▶ **STATED TASK 1**
In the excerpt on "Game of Thrones," which event at the end of the pilot made the writer decide not to keep watching the show?

# # #

But the whole power of this moment is that it’s so shocking, and it’s so shocking because we’re sure he’s our one hero. That is the whole trick of this book. Martin knows that he’s breaking the law. He’s intentionally creating cognitive dissonance. He’s being puckish. He’s being audacious. He’s blowing our minds.

Of course, after this happens, we’re lost. We’ve never had a book chop off the head of the hero and just keep going before. So once again, we desperately search around for a hero, and don’t know where to turn. (Ironically, I think that most readers will land on Robb, even though he’s not one of the eight POV characters, and won’t be in any subsequent books either.)

Martin is toying with our genre expectations. He seems to think that fantasy readers have too simplistic a sense of moral complexity, and he’s using that to trap us. He knows that we’ll look for the one right hero, and settle on Ned, rather than, say, Jon or Daenerys, then he’ll force us to rewrite our sense of right and wrong and look for heroes in places we may not have looked for them before. That’s his whole point.

If you break a law, you will frustrate your reader. If that’s your whole goal, then go right ahead!

Tuesday, March 20, 2018

Before We Begin: A Full Accounting of My History with “Game of Thrones”

Before we get into an examination of how the beginning of book “A Game of Thrones” works, I thought I’d better come clean about my rocky history with the series.

To begin, let’s go back to before the TV show was made. Like a lot of people, I had that one friend who kept insisting I read the books. “But I don’t like fantasy novels much,” I’d say, at which point he’d insist that this was fantasy for non-fantasy fans, and everybody should check them out. I still resisted, and it was for a rather silly reason: I took umbrage at the “R. R.” initials. I correctly guessed that wasn’t his real name (he added the second “R”) and it seemed so presumptuous that this author who was going to posit himself as an American Tolkien had also adopted his initials. So I never read the books.

But then the show came out and people went crazy for it. I watched the pilot and decided not to continue with it because it ended with Bran being pushed out the window, and I was afraid that the show would ask us, as many HBO shows do, to sympathize more with the victimizer than the victim, which I didn’t want to do.

# # #

▶ **STATED TASK 2**
Please put the lines of the entries into a JSON list of strings, one string per line, leaving out blank lines. Start at the line containing "white cloud? Indicate one point per instance." and end at the last line of the entries, including both.

▶ **DATA TO USE**
# # #

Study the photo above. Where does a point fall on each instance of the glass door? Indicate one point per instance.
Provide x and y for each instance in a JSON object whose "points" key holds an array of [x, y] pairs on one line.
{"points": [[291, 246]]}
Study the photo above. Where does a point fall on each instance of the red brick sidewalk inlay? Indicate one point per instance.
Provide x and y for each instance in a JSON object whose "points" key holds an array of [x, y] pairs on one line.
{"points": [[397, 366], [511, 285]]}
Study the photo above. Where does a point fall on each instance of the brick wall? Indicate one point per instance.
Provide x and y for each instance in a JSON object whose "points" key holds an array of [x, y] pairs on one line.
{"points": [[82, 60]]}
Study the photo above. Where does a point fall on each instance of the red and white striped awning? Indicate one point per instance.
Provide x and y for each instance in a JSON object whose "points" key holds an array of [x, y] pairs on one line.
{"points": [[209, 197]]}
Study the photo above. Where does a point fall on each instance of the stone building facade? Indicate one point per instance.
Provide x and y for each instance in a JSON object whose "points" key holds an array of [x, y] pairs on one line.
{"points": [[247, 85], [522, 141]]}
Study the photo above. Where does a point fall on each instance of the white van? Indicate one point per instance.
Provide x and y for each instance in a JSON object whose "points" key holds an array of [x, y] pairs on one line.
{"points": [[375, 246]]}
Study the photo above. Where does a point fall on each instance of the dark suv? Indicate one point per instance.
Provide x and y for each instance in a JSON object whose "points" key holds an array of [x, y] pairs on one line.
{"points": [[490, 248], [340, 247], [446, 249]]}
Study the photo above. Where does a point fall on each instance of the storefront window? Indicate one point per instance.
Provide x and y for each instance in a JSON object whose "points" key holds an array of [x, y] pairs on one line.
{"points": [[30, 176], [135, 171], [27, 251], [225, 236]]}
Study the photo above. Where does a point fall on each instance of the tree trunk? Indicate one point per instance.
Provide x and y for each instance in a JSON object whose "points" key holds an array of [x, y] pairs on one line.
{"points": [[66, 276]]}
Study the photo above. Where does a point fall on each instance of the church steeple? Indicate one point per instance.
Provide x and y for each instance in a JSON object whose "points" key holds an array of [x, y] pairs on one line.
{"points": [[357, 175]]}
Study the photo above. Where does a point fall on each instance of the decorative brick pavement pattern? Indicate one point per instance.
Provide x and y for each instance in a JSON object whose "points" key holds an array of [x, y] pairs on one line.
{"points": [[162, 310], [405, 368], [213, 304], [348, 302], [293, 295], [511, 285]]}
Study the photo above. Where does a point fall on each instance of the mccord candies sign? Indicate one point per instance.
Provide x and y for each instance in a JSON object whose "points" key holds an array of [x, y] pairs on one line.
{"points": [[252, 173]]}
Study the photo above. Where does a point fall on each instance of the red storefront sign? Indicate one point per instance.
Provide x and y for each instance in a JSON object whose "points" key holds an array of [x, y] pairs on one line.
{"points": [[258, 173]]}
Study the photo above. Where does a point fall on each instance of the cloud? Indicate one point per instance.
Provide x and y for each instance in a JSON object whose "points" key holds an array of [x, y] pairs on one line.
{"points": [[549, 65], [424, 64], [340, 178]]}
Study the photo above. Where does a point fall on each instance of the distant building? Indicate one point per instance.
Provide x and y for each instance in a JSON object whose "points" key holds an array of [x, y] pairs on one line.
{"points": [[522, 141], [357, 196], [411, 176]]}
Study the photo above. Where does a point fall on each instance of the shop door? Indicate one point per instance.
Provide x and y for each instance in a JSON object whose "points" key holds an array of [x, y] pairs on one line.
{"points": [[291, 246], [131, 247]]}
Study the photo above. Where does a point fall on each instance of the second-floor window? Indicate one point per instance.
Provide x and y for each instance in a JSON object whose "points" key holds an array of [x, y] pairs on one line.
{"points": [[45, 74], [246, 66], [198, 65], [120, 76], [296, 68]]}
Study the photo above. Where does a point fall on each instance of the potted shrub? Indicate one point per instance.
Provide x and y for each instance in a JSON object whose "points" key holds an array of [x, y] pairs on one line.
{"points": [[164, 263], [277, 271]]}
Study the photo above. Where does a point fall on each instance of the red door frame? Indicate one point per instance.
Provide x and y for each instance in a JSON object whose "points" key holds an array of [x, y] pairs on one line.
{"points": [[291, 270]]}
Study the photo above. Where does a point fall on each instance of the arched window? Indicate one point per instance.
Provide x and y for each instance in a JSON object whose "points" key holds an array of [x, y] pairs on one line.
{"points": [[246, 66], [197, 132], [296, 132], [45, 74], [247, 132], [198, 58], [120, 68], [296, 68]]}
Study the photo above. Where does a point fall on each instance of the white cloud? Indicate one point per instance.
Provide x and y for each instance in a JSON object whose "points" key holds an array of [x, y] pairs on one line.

# # #

▶ **WRITTEN REPLY 1**
Bran being pushed out the window.

▶ **WRITTEN REPLY 2**
[
  "Study the photo above. Where does a point fall on each instance of the white cloud? Indicate one point per instance.",
  "Provide x and y for each instance in a JSON object whose \"points\" key holds an array of [x, y] pairs on one line."
]